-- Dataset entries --
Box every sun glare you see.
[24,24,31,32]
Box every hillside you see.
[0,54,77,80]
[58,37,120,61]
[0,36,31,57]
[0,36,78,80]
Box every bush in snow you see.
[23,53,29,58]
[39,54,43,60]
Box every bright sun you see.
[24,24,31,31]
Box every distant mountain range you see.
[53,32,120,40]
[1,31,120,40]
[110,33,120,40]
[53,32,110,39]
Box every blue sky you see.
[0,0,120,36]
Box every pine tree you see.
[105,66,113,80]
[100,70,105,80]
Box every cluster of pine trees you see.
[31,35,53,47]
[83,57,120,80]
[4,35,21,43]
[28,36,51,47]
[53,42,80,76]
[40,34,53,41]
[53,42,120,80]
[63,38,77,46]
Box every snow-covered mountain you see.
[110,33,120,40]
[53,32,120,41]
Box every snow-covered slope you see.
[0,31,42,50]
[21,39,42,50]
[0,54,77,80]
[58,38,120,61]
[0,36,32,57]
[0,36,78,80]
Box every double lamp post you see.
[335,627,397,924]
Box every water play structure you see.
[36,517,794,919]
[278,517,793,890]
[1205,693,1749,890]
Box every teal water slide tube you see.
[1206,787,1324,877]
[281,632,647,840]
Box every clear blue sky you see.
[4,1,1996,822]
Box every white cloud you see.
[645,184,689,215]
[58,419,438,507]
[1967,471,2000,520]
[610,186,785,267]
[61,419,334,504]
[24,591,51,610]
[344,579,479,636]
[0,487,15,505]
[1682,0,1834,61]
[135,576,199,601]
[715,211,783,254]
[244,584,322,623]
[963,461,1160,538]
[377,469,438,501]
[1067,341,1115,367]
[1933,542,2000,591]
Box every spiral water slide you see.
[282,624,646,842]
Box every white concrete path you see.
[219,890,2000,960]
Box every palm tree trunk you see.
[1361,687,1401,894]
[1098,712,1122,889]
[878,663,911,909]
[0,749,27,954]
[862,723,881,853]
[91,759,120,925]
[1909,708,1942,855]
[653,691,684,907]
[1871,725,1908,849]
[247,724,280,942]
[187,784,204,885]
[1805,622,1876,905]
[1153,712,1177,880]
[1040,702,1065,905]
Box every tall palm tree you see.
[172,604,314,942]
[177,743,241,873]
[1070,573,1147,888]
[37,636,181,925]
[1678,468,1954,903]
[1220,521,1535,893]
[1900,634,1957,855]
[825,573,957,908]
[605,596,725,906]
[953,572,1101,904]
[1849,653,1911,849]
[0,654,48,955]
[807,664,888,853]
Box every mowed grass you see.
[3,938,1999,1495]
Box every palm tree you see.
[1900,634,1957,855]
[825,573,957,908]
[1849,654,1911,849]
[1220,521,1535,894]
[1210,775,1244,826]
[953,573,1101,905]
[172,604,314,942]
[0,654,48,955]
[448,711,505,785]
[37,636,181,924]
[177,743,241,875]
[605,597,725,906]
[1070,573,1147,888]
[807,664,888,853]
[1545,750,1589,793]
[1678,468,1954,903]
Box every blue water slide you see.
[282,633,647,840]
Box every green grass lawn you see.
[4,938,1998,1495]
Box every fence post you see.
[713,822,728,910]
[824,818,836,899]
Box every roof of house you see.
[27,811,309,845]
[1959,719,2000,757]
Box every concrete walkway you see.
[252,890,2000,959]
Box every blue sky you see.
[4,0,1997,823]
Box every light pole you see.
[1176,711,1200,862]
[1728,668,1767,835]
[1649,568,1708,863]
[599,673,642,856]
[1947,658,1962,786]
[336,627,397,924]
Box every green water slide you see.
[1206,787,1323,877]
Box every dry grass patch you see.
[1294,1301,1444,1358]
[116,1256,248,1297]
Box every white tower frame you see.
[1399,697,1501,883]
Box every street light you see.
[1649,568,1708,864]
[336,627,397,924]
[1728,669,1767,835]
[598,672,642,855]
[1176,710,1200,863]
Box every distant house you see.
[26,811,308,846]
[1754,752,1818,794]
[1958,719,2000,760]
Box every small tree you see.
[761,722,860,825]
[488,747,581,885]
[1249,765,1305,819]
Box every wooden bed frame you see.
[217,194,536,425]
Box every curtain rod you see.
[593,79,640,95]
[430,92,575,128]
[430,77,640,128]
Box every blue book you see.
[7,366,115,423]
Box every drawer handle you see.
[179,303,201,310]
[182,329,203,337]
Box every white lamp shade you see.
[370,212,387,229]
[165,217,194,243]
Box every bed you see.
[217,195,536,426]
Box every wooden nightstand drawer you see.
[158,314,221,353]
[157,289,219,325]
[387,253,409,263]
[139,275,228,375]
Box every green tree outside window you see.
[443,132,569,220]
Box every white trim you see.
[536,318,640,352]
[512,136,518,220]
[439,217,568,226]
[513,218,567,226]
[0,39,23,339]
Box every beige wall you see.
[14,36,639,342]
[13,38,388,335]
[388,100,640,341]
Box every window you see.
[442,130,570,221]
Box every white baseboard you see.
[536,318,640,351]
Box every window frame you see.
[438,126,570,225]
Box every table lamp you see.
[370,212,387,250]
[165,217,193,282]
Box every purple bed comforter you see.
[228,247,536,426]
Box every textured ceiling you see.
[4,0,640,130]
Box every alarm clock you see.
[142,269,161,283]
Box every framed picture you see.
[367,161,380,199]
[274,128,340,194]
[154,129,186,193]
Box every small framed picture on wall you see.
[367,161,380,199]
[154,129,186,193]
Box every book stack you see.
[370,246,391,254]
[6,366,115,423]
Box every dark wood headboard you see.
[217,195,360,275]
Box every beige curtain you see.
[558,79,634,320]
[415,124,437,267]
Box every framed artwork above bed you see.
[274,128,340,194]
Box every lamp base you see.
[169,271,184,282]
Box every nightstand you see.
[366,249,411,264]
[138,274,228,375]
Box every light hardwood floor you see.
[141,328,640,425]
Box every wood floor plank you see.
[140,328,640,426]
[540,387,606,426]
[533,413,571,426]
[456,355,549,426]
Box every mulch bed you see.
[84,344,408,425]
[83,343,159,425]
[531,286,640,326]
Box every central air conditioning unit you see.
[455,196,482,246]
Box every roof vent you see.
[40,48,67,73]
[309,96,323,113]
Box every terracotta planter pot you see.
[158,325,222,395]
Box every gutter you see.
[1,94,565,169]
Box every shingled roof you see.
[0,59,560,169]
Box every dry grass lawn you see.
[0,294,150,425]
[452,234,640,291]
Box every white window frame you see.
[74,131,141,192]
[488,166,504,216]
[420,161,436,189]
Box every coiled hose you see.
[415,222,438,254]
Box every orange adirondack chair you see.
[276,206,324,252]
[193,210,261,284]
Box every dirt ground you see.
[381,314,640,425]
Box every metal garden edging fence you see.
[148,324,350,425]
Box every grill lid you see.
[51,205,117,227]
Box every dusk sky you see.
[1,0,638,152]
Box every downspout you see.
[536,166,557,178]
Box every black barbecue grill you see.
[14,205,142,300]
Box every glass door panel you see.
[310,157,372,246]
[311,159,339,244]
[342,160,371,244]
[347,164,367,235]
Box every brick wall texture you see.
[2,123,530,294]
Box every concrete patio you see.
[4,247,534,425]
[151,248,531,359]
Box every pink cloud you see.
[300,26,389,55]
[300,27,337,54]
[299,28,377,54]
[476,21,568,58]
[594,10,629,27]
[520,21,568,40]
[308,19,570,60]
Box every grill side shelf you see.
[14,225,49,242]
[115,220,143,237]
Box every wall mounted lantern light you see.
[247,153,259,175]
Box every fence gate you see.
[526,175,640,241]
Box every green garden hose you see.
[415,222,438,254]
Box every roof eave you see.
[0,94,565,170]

-- Task requirements --
Restating all of the data exactly is the whole task.

-- Exercise result --
Box every sun glare you see.
[24,24,31,32]
Box every hillside you see.
[0,54,77,80]
[58,37,120,61]
[0,36,31,57]
[0,36,78,80]
Box every bush in snow you see.
[23,53,29,58]
[39,54,43,60]
Box every bright sun you see.
[24,24,31,31]
Box every distant mountain range you see.
[53,32,120,40]
[1,31,120,40]
[110,33,120,40]
[53,32,110,39]
Box every blue sky you see.
[0,0,120,36]
Box every pine tree you see.
[105,66,113,80]
[100,70,105,80]
Box every cluster of pine trees you see.
[31,35,53,47]
[83,57,120,80]
[4,35,21,43]
[28,36,51,47]
[53,42,80,76]
[40,34,53,41]
[53,42,120,80]
[63,38,77,46]
Box every snow-covered mountain you see.
[110,33,120,40]
[53,32,120,41]
Box every snow-covered slope you see.
[0,31,42,50]
[21,39,42,50]
[0,54,77,80]
[58,38,120,61]
[0,36,32,57]
[0,36,78,80]
Box every double lamp post you see.
[335,627,397,924]
Box every water play structure you see.
[36,517,794,919]
[278,517,793,890]
[1205,693,1749,890]
Box every teal water slide tube you see.
[1206,787,1324,877]
[281,632,647,840]
Box every clear blue sky you see.
[4,1,1996,822]
Box every white cloud you see.
[645,184,689,215]
[58,419,438,507]
[1967,471,2000,520]
[610,186,785,267]
[61,419,334,504]
[24,591,51,610]
[344,579,479,636]
[0,487,15,505]
[1682,0,1834,61]
[135,576,199,601]
[715,211,783,254]
[244,584,322,623]
[963,461,1160,538]
[377,469,438,501]
[1067,341,1115,367]
[1933,542,2000,591]
Box every spiral water slide you see.
[282,624,646,842]
Box every white concrete path you see.
[219,890,2000,960]
Box every palm tree trunk you see.
[1361,687,1401,894]
[1098,712,1122,889]
[878,663,911,909]
[0,749,27,954]
[862,723,881,853]
[91,759,120,925]
[1909,708,1942,855]
[653,691,684,907]
[1871,725,1908,849]
[247,724,280,942]
[187,784,204,885]
[1805,622,1876,905]
[1153,712,1177,880]
[1040,702,1065,905]
Box every tall palm tree you see.
[172,604,314,942]
[177,743,241,873]
[1070,573,1147,888]
[37,636,181,925]
[1678,468,1954,903]
[1220,521,1535,893]
[1900,634,1957,855]
[825,573,957,908]
[605,596,725,906]
[953,572,1101,904]
[1849,653,1911,849]
[0,654,48,955]
[807,664,888,853]
Box every mowed grass you see.
[3,938,1999,1495]
Box every palm tree you see.
[1900,634,1957,855]
[825,573,957,908]
[1849,654,1911,849]
[1220,521,1535,894]
[1210,775,1244,826]
[953,573,1101,905]
[172,604,314,942]
[0,654,48,955]
[448,711,505,785]
[37,636,181,924]
[177,743,241,875]
[605,597,725,906]
[1070,573,1147,888]
[807,664,888,853]
[1545,750,1589,793]
[1678,468,1954,903]
Box every blue water slide you see.
[282,633,647,840]
Box every green grass lawn you see.
[4,938,1998,1495]
Box every fence post you see.
[713,822,728,910]
[824,818,836,899]
Box every roof of house you see.
[27,811,309,845]
[1959,719,2000,757]
Box every concrete walkway you see.
[252,890,2000,959]
Box every blue sky you see.
[4,0,1997,823]
Box every light pole you see.
[1176,711,1200,862]
[1728,668,1767,835]
[1649,568,1708,863]
[599,673,642,856]
[1947,658,1962,786]
[336,627,397,924]
Box every green water slide you see.
[1206,787,1323,877]
Box every dry grass patch you see.
[1294,1301,1444,1358]
[116,1256,248,1297]
Box every white tower frame you see.
[1399,697,1501,883]
Box every street light you see.
[1649,568,1708,864]
[336,627,397,924]
[1728,669,1767,835]
[598,672,642,855]
[1176,710,1200,863]
Box every distant house you see.
[26,811,308,846]
[1754,752,1818,794]
[1958,719,2000,760]
Box every small tree you see.
[761,722,860,825]
[488,747,581,885]
[1249,765,1305,819]
Box every wooden bed frame you see.
[217,194,536,425]
Box every curtain rod you see.
[593,79,640,95]
[430,92,575,128]
[430,77,640,128]
Box every blue book you see.
[7,366,115,423]
Box every drawer handle you see.
[179,303,201,310]
[182,329,203,337]
Box every white lamp shade you see.
[370,212,387,229]
[165,217,194,243]
Box every bed you see.
[217,195,536,426]
Box every wooden nightstand drawer you see.
[158,314,221,353]
[157,289,219,325]
[387,253,409,263]
[139,275,228,375]
Box every green tree outside window you see.
[443,132,569,220]
Box every white trim you see.
[536,318,640,352]
[512,136,518,220]
[439,217,568,226]
[513,218,567,226]
[0,39,23,339]
Box every beige wall you see.
[14,36,639,342]
[13,38,388,335]
[388,100,640,341]
Box every window you see.
[442,130,570,221]
Box every white baseboard you see.
[536,318,640,351]
Box every window frame you see.
[438,126,570,225]
Box every table lamp you see.
[370,212,387,250]
[165,217,193,282]
Box every purple bed comforter you see.
[228,247,536,426]
Box every textured ceiling you see.
[4,0,640,130]
Box every alarm clock you see.
[142,269,161,283]
Box every framed picture you see.
[367,161,380,199]
[274,128,340,194]
[154,129,186,193]
Box every small framed picture on wall you see.
[367,161,380,199]
[154,129,186,193]
Box every book stack you see.
[370,246,391,254]
[6,366,115,423]
Box every dark wood headboard you see.
[217,195,360,275]
Box every beige curtain you see.
[558,79,634,320]
[415,124,437,267]
Box every framed artwork above bed you see.
[274,128,340,194]
Box every lamp base you see.
[169,271,184,282]
Box every nightstand you see.
[366,249,411,264]
[138,274,228,375]
Box every light hardwood floor you see.
[141,328,640,425]
Box every wood floor plank you see.
[140,328,640,426]
[540,387,606,426]
[533,413,571,426]
[456,355,549,426]
Box every mulch bed you see.
[84,344,408,425]
[83,343,159,425]
[531,286,640,326]
Box every central air conditioning unit you see.
[455,196,482,246]
Box every roof vent you see.
[40,48,67,73]
[309,96,323,113]
Box every terracotta planter pot you see.
[158,325,222,395]
Box every gutter you see.
[1,94,565,169]
Box every shingled roof you see.
[0,59,560,169]
Box every dry grass lawn you see.
[0,294,150,425]
[452,234,640,291]
Box every white window frame you see.
[74,131,141,192]
[488,166,504,216]
[420,161,436,189]
Box every coiled hose you see.
[415,222,438,254]
Box every orange adirondack chair you see.
[276,206,324,252]
[193,210,261,284]
Box every dirt ground you see.
[381,314,640,425]
Box every metal garden edging fence you see.
[148,324,350,425]
Box every grill lid you see.
[51,205,117,227]
Box every dusk sky you see.
[1,0,638,152]
Box every downspout you see.
[536,166,557,178]
Box every black barbecue grill you see.
[14,205,142,300]
Box every glass door panel you see.
[310,157,372,246]
[311,159,339,244]
[342,160,371,244]
[347,164,367,235]
Box every brick wall texture you see.
[2,123,530,294]
Box every concrete patio you see.
[4,247,534,425]
[151,248,531,359]
Box every pink cloud you see.
[300,26,389,55]
[300,27,337,54]
[299,28,377,54]
[476,21,568,58]
[594,10,629,27]
[520,21,568,40]
[308,19,570,60]
Box every grill side shelf you see.
[14,225,49,242]
[115,220,143,237]
Box every wall mounted lantern light you see.
[247,153,259,175]
Box every fence gate you see.
[526,175,640,241]
Box every green garden hose you see.
[415,222,438,254]
Box every roof eave you see.
[0,94,565,170]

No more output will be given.